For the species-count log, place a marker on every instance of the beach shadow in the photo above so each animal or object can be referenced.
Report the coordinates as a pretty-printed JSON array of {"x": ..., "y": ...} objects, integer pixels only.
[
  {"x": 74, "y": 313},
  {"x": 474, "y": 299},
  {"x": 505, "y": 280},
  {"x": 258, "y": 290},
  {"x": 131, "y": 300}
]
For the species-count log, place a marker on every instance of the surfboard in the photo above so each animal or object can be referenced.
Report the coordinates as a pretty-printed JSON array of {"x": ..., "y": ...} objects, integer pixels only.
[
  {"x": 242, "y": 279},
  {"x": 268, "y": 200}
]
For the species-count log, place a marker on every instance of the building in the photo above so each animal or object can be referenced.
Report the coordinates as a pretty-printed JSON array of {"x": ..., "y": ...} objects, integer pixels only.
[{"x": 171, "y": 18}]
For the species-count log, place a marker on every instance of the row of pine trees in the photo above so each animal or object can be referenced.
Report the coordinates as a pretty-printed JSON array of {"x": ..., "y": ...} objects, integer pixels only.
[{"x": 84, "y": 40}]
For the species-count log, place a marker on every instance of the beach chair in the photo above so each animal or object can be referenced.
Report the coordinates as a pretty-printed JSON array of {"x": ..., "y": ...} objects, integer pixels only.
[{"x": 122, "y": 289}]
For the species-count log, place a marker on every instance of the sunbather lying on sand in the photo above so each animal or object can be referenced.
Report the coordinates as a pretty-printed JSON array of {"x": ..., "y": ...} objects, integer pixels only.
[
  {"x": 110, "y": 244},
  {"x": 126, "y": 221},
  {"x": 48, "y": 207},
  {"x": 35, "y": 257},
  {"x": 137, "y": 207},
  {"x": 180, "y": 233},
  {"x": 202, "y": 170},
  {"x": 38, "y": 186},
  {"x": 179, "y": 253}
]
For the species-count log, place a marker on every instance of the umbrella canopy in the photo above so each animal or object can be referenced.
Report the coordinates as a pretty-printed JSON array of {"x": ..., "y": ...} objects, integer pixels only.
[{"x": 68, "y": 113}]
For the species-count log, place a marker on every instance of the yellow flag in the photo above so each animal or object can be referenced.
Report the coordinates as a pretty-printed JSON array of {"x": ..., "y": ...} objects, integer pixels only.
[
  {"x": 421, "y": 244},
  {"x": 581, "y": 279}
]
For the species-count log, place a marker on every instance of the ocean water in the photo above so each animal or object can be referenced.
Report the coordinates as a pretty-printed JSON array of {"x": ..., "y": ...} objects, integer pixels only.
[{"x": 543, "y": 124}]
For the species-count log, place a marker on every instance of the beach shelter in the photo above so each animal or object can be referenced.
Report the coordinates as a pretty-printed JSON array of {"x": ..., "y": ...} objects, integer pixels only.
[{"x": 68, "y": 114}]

_EXERCISE PROMPT_
Can you lay out the material from the line containing "the beach shelter" through the end of the material as a two-column CSV with the headers text and answer? Put each marking instruction and the coordinates that follow it in one row, quote every field, and turn line breaks into spaces.

_SOLUTION TO THE EXERCISE_
text,answer
"For the species-count log, place a marker on every instance of the beach shelter in the photo above so each animal or object can be referenced. Report the coordinates as a pretty-printed JSON array of {""x"": ..., ""y"": ...} objects, integer pixels only.","[{""x"": 68, ""y"": 114}]"